[Excerpts from a detection dataset]

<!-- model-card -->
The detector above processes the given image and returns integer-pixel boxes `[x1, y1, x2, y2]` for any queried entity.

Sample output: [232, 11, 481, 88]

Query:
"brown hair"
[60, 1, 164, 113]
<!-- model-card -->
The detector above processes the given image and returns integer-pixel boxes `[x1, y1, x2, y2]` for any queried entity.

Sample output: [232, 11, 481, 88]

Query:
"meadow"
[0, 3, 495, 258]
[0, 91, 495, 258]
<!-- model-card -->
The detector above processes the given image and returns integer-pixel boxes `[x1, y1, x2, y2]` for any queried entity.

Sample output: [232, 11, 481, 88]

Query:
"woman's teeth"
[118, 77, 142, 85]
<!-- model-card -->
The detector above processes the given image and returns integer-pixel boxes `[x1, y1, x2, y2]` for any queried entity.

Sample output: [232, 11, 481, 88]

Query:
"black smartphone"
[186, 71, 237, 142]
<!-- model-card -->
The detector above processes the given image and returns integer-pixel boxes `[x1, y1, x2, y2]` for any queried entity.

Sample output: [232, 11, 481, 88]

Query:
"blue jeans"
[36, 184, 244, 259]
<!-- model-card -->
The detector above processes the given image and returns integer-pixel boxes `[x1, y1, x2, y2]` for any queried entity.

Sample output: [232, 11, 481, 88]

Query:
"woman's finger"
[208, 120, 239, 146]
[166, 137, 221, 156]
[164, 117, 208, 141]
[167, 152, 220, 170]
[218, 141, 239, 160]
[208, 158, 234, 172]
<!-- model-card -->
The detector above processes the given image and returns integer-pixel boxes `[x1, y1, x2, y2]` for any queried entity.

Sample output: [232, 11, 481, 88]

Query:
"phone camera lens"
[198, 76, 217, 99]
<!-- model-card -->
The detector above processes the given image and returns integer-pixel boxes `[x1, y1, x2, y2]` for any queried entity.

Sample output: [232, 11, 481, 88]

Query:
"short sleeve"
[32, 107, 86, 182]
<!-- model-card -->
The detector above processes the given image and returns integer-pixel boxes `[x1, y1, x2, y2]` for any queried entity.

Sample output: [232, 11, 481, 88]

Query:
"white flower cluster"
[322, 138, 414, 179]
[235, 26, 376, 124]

- Aim
Put the lines of the listing above, from its first line up to and including the line with "[118, 77, 142, 85]", into a JSON list of strings. Use one string per line and leave out blank lines.

- Expected output
[
  "<!-- model-card -->",
  "The detector above processes the given image and returns integer-pixel boxes `[x1, y1, x2, y2]` for any queried entity.",
  "Sample output: [232, 11, 481, 88]",
  "Query:",
  "\"brown hair\"",
  "[60, 1, 164, 113]",
  "<!-- model-card -->",
  "The detector above processes the given image and returns integer-pixel boxes `[x1, y1, x2, y2]` for any queried entity.",
  "Sample output: [232, 11, 481, 88]",
  "Query:",
  "\"meadow\"",
  "[0, 3, 495, 258]",
  "[0, 91, 495, 258]",
  "<!-- model-card -->",
  "The detector above processes the given image and returns integer-pixel boxes `[x1, y1, x2, y2]` for any queried entity.",
  "Sample output: [232, 11, 481, 88]",
  "Query:",
  "\"woman's teeth\"",
  "[118, 77, 142, 85]"
]